Given exercise: Please set down word for word the part of the essay on blame after accidental deaths below, starting with "Shaming in the" and going on through "our physical lives.".

Document passage:
Shaming in the land of the free

A Four-year-old child dies after swing set collapses

The little boy’s father hit the nail on the head when he said, “A 4-year-old’s not heavy. Swings are made not to collapse, so it feels like we’re missing part of the story.” Sure! There is always an essential part missing from the understanding of how the astral/quantum field impacts our physical lives.

There used to be a time when the people believed that God gave life and that God took life and that only He had the right to do so. That said, several times a day across the globe, the media break the news that yet another person has died or been killed unexpectedly as the result of some form of human negligence. They raise the alarm about the possibility of wrongful death.

These days, more than ever, unless someone dies in his or her bed from the natural and observable causes of very old age, it is quite likely that, in the disbelief that this person ‘had’ to die on that particular day someone, perhaps aided by an investigative current affairs program will be demanding justice. Not from God, but from fellow humans, be they parents, staff, employers or a political party.

Seen or unforeseen, anyone’s passing is the final, hidden milestone of that person’s physical destiny, and it is intended as the catalyst for the upgrading of our path.

Still, the common subtext is that men, women and children become so distracted by their affairs that, they often cause not only their own ‘accidental’ death but also the ‘wrongful’ death of fellow human beings.

‘You have left us while doing your chosen dream. Now, you forever soar above the clouds. You dared to dream. You dared to dive,’ wrote the stricken daughter of a woman we shall call V who died during a skydiving accident. According to her daughter’s testimony, skydiving over the sea and experiencing the minute of adrenalin-fuelled freefall had been on her mother’s bucket list for many years.

Items from a labeling collection:
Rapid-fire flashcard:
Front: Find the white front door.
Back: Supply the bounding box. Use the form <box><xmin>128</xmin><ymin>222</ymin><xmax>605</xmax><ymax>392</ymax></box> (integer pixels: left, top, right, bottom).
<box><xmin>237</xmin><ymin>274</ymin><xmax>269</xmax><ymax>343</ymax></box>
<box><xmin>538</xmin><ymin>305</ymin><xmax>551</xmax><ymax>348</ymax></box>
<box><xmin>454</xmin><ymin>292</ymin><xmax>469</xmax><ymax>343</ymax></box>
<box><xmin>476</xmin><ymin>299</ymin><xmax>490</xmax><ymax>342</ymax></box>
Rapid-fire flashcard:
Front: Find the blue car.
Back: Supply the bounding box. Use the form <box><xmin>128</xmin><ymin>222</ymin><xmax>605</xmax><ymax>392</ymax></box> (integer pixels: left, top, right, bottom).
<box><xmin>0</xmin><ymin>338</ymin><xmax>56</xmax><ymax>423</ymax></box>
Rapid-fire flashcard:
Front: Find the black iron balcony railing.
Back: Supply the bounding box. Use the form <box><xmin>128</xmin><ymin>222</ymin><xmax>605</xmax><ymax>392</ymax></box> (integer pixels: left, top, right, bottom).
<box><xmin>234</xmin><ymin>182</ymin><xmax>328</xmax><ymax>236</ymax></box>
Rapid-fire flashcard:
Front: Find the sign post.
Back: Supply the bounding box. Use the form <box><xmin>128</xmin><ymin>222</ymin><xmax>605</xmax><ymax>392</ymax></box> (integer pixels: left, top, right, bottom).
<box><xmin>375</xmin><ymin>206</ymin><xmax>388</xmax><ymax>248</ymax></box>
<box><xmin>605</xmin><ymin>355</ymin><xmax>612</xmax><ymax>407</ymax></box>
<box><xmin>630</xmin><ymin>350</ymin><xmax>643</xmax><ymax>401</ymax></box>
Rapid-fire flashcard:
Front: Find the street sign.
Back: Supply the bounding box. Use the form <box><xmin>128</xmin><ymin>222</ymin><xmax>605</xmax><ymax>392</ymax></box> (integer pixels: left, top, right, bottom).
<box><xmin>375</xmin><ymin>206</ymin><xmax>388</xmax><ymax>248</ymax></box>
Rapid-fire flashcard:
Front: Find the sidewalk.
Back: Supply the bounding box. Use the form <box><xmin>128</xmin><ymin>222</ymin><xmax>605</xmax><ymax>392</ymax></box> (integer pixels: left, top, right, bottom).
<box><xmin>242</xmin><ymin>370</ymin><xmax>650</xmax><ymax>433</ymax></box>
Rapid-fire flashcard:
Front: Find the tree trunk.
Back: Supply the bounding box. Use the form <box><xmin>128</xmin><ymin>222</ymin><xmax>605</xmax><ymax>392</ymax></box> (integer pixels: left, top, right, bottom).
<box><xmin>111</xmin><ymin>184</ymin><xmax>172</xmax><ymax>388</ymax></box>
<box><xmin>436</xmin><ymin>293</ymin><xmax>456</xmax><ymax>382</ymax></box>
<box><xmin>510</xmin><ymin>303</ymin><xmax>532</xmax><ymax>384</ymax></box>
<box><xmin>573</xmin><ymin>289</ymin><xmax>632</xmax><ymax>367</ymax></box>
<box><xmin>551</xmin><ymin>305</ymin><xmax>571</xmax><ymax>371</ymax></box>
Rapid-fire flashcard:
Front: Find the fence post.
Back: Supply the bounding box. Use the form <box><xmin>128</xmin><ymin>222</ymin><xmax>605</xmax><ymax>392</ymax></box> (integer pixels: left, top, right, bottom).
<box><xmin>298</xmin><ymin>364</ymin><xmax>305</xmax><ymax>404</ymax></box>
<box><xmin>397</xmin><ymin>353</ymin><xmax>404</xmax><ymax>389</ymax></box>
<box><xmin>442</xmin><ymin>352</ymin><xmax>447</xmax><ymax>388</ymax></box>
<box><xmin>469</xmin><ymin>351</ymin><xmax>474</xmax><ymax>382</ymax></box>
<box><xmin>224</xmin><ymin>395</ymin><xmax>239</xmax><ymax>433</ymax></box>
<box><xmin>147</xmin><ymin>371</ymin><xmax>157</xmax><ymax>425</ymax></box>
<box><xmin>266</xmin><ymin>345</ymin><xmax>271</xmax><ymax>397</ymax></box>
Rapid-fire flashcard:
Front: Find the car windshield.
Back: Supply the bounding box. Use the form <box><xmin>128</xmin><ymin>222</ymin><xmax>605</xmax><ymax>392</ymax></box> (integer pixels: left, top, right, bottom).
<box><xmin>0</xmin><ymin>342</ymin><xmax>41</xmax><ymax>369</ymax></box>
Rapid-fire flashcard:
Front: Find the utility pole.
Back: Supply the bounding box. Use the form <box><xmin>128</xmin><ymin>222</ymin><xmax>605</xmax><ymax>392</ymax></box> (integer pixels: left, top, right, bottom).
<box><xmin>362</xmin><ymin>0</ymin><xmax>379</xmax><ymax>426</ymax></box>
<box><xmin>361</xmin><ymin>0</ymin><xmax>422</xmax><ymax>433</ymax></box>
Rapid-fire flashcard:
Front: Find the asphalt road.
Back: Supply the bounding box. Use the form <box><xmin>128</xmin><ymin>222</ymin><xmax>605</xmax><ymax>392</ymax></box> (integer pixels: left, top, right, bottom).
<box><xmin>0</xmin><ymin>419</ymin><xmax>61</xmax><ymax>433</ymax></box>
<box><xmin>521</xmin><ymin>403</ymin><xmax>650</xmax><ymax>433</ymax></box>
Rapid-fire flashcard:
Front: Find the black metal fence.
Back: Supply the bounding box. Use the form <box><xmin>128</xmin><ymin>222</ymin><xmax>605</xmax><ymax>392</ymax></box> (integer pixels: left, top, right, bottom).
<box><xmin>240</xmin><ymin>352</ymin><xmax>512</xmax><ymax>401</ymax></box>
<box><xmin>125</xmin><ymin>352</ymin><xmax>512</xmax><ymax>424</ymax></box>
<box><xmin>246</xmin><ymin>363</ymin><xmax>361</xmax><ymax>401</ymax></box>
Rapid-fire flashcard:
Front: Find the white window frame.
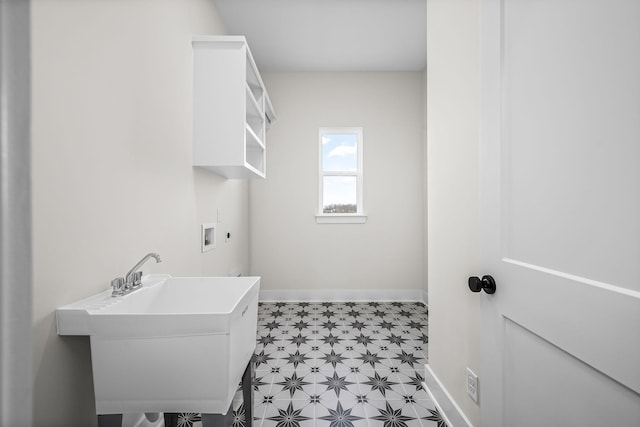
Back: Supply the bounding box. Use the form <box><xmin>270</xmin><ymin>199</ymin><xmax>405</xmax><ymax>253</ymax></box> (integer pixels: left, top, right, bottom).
<box><xmin>316</xmin><ymin>127</ymin><xmax>367</xmax><ymax>224</ymax></box>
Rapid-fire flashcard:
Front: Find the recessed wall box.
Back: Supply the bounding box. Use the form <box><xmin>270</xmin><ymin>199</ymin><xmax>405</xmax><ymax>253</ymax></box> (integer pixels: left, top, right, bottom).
<box><xmin>201</xmin><ymin>222</ymin><xmax>217</xmax><ymax>253</ymax></box>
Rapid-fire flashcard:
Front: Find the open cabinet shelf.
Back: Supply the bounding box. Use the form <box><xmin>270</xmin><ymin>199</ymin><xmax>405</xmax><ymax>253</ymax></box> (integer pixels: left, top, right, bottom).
<box><xmin>192</xmin><ymin>36</ymin><xmax>275</xmax><ymax>178</ymax></box>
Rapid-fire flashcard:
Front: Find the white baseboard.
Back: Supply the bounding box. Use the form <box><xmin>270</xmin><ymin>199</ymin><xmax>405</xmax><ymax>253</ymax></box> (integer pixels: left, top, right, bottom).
<box><xmin>422</xmin><ymin>364</ymin><xmax>473</xmax><ymax>427</ymax></box>
<box><xmin>258</xmin><ymin>289</ymin><xmax>427</xmax><ymax>304</ymax></box>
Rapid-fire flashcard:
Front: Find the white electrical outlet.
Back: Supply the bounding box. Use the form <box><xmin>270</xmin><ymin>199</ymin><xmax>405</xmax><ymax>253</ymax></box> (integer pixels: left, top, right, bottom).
<box><xmin>467</xmin><ymin>368</ymin><xmax>478</xmax><ymax>403</ymax></box>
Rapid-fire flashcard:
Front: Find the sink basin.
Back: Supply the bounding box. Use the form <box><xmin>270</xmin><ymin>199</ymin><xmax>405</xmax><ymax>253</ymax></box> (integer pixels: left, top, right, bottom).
<box><xmin>56</xmin><ymin>275</ymin><xmax>260</xmax><ymax>414</ymax></box>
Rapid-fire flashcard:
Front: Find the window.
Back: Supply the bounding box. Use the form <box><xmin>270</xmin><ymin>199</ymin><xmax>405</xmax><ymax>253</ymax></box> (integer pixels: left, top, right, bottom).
<box><xmin>316</xmin><ymin>127</ymin><xmax>366</xmax><ymax>223</ymax></box>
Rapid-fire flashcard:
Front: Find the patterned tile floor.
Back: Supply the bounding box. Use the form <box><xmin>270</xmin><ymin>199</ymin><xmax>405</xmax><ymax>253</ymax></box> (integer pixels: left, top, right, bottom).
<box><xmin>178</xmin><ymin>302</ymin><xmax>446</xmax><ymax>427</ymax></box>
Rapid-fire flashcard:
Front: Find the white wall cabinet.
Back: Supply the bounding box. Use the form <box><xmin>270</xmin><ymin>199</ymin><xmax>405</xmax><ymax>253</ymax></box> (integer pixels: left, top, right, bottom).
<box><xmin>192</xmin><ymin>36</ymin><xmax>275</xmax><ymax>179</ymax></box>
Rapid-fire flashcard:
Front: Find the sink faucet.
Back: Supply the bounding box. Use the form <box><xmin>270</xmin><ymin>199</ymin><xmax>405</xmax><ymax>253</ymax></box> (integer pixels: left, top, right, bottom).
<box><xmin>111</xmin><ymin>252</ymin><xmax>162</xmax><ymax>297</ymax></box>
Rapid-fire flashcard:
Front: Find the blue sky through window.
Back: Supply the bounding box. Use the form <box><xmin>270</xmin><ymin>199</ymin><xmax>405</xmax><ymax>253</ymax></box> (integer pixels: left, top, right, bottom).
<box><xmin>322</xmin><ymin>133</ymin><xmax>358</xmax><ymax>172</ymax></box>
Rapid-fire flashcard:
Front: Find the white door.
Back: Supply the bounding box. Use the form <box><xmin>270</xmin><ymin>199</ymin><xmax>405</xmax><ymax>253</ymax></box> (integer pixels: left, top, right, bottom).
<box><xmin>479</xmin><ymin>0</ymin><xmax>640</xmax><ymax>427</ymax></box>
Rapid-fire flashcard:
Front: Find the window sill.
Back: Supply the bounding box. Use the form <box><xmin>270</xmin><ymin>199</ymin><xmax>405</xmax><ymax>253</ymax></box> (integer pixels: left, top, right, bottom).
<box><xmin>316</xmin><ymin>214</ymin><xmax>367</xmax><ymax>224</ymax></box>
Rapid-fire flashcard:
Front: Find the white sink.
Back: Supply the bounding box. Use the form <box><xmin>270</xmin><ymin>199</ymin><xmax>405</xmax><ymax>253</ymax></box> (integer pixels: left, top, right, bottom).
<box><xmin>56</xmin><ymin>275</ymin><xmax>260</xmax><ymax>414</ymax></box>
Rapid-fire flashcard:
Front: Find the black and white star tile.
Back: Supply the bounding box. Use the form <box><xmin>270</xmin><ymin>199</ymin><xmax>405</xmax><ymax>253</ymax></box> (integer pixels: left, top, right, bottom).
<box><xmin>179</xmin><ymin>302</ymin><xmax>446</xmax><ymax>427</ymax></box>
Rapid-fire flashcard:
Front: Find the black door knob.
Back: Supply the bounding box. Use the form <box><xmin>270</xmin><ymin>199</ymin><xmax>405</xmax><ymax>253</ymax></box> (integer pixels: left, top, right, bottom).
<box><xmin>469</xmin><ymin>275</ymin><xmax>496</xmax><ymax>294</ymax></box>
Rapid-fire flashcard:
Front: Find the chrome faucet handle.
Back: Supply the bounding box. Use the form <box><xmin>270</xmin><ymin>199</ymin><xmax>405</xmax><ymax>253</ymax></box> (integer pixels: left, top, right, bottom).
<box><xmin>131</xmin><ymin>271</ymin><xmax>142</xmax><ymax>288</ymax></box>
<box><xmin>111</xmin><ymin>277</ymin><xmax>124</xmax><ymax>297</ymax></box>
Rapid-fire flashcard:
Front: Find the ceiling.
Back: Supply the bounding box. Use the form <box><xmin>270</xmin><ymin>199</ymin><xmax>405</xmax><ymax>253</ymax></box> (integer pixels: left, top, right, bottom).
<box><xmin>214</xmin><ymin>0</ymin><xmax>427</xmax><ymax>71</ymax></box>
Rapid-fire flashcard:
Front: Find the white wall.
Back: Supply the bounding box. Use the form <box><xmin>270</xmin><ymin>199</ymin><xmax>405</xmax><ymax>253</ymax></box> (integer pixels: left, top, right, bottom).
<box><xmin>32</xmin><ymin>0</ymin><xmax>248</xmax><ymax>427</ymax></box>
<box><xmin>250</xmin><ymin>72</ymin><xmax>424</xmax><ymax>297</ymax></box>
<box><xmin>427</xmin><ymin>0</ymin><xmax>483</xmax><ymax>425</ymax></box>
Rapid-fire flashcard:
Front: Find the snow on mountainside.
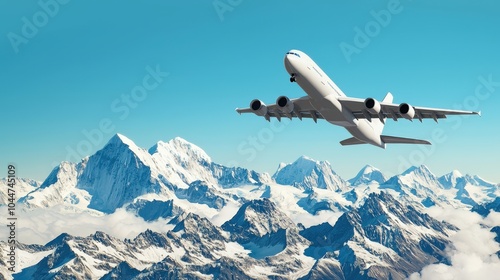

Correct response:
Shaming in the land of the free

A Four-year-old child dies after swing set collapses

The little boy’s father hit the nail on the head when he said, “A 4-year-old’s not heavy. Swings are made not to collapse, so it feels like we’re missing part of the story.” Sure! There is always an essential part missing from the understanding of how the astral/quantum field impacts our physical lives.